» **Your task**
According to the article on bees and honey below, how many flowers' nectar does it take to make a pound of honey?

» **Passage shown**
--

Bees, those tiny little magical insects, will soon be buzzing about. Bees have received a great deal of media attention in the past few years because of their importance—we depend on bees for pollinating over 75 percent of flowering plants and over a third of our crops. They also produce one of the most nutritious sweeteners available—honey.
Honey is the product made by honeybees using the nectar of flowering plants. According to local beekeeper and educator Mike Zewe, it takes the nectar of 2 million flowers to make a pound of honey from bees foraging within a four-mile radius of their hives. There are over 300 types of honey, including clover, wildflower, alfalfa and honey made from a variety of flowering trees in the spring, as well as honey made from goldenrod, aster and buckwheat in the fall.
“Spring honey is usually lighter in color than fall honey,” Zewe said, adding that the various varieties also vary in flavor and odor.
Nutritionally, honey has long been revered as a “super food” and used throughout history as a sweetener and natural medicine. Honey is more concentrated than sugar, so it can be used in smaller amounts. Along with using it to sweeten food, honey has a mix of vitamins, minerals, iron, zinc, amino acids, and antioxidants—one of the reasons it is used as a natural medicine.
Honey is often used as an anti-inflammatory, antioxidant and antibacterial medicine used to treat coughs. When used topically, it can be used to treat burns and wounds. Local honey is also purported to help with allergies since the bees use local flowers to produce their honey; therefore, their honey helps build resistance to those plants.*
According to Mayoclinic.org, research has shown that honey may help reduce cardiovascular disease thanks to the antioxidants; act as a natural cough suppressant; assist with gastrointestinal disease; assist with various neurological diseases; and help promote healing in wounds and burns.
Zewe began beekeeping seven years ago and started teaching others a few years later through the Allegheny Land Trust. A gardener, Zewe said that keeping bees was the next step for him.
“I love it. It’s very Zen and helps the environment,” he said. Zewe’s bees produce about 60 pounds of excess honey per year per hive, with most of it going to friends and family as gifts.
Zewe also eats honey every day. “I use it in my coffee, my tea, on fruit, on bread, on ice cream—really on everything,” he said. “Not only is it better nutritionally, but it is also better for the environment than cane sugar.”
Zewe has lost bees over the years—including to a hungry bear—and recommends that others do a great deal of research and take a class before they get their own hives. “Talk to other beekeepers and find a mentor if you can,” he said.
Local beekeeper Erin Swope started beekeeping in 2017 with her father-in-law, Ron Swope, who owns Swope’s Berries & Bees.
“I got into beekeeping to help him and use my wildlife education. Pollinators have always been fascinating to me,” she said. The Swopes have about 150 hives in various locations in Washington, Allegheny and Beaver counties.
Swope said that is important to opt for raw honey when shopping. “Most store-bought honey is pasteurized at a high temperature, and that kills all the beneficial properties,” she explained. “Raw honey contains vitamins, minerals and antioxidants. The darker the honey, the better it is for you because it contains more antioxidants.”

--

» **Supplied material**
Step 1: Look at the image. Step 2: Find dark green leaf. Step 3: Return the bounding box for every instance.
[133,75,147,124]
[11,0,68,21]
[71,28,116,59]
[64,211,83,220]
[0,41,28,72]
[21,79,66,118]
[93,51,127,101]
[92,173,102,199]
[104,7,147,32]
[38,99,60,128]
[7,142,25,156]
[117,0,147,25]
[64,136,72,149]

--

» **Response to the exercise**
The nectar of 2 million flowers.